Passage to read:
|---|

Existing Mask Rules Will Continue In Texas Schools Unless Districts Decide Otherwise

Schools now have the option to relax, or do away with masking rules if districts see fit.

By Rhonda Fanning & Caroline CovingtonMarch 4, 2021 11:45 am, , , , ,

Texas Gov. Greg Abbott’s recent rollback of statewide COVID-19 restrictions has big implications for Texas public schools. The Texas Education Agency is now leaving it up to school boards to decide whether to keep mask rules in place.

Texas Public Radio’s Camille Phillips updated Texas Standard about what the executive order means for students and teachers. Plus, she shared some new developments with the COVID-19 vaccine.

Existing masking rules are the default in public schools, but school boards can decide

“[The] Texas Education Agency came back and said that they would leave it up to local school boards to decide if they wanted to continue to require masks. And that means that they could either keep the existing policy in place, which would does require masks, or have the local school boards come and modify or even eliminate their mask mandates,” Phillips told the Standard.

|---|

Dataset:
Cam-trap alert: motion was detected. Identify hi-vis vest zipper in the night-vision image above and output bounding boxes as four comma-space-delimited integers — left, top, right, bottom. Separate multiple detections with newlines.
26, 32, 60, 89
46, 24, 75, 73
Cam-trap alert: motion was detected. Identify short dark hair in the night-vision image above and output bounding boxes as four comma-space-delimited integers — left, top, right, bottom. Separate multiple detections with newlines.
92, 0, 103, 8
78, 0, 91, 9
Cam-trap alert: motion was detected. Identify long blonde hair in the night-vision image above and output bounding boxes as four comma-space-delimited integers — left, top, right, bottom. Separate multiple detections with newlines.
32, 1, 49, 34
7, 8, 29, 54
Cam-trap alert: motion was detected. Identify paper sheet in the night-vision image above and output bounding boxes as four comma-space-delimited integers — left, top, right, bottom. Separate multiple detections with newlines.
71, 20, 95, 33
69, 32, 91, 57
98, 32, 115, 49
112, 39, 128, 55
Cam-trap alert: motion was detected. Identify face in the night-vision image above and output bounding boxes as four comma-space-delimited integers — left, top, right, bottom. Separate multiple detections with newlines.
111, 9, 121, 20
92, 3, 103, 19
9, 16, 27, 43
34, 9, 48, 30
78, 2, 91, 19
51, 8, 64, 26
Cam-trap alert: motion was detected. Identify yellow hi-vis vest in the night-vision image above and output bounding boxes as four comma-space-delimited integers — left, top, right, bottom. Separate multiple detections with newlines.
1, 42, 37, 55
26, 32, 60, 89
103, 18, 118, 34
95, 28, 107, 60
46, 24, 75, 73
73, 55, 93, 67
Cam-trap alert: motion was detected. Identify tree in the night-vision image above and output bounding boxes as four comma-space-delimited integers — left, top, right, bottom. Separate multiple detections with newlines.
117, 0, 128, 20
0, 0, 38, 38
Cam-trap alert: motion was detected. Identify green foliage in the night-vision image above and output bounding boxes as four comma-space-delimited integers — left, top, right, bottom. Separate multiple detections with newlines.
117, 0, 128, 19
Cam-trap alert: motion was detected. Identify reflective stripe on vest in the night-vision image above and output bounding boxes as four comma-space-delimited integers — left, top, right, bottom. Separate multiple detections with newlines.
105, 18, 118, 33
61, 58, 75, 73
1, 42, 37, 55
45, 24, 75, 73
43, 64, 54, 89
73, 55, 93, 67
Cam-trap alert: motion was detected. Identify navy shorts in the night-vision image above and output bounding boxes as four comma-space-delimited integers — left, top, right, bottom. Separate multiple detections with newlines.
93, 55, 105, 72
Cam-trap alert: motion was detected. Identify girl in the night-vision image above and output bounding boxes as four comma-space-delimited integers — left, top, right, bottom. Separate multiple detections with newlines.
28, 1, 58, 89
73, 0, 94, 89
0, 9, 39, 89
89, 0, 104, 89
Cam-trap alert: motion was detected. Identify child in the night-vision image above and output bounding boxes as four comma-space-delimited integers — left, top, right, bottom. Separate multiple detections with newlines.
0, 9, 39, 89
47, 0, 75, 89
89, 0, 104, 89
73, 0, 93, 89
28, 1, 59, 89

|---|

What you have to do:
Can you reproduce word for word the part of the Texas school mask article that opens with the words containing "By Rhonda Fanning" and closes with "rules in place."? The entries come from a separate source unrelated to the article.

Expected output:
By Rhonda Fanning & Caroline CovingtonMarch 4, 2021 11:45 am, , , , ,

Texas Gov. Greg Abbott’s recent rollback of statewide COVID-19 restrictions has big implications for Texas public schools. The Texas Education Agency is now leaving it up to school boards to decide whether to keep mask rules in place.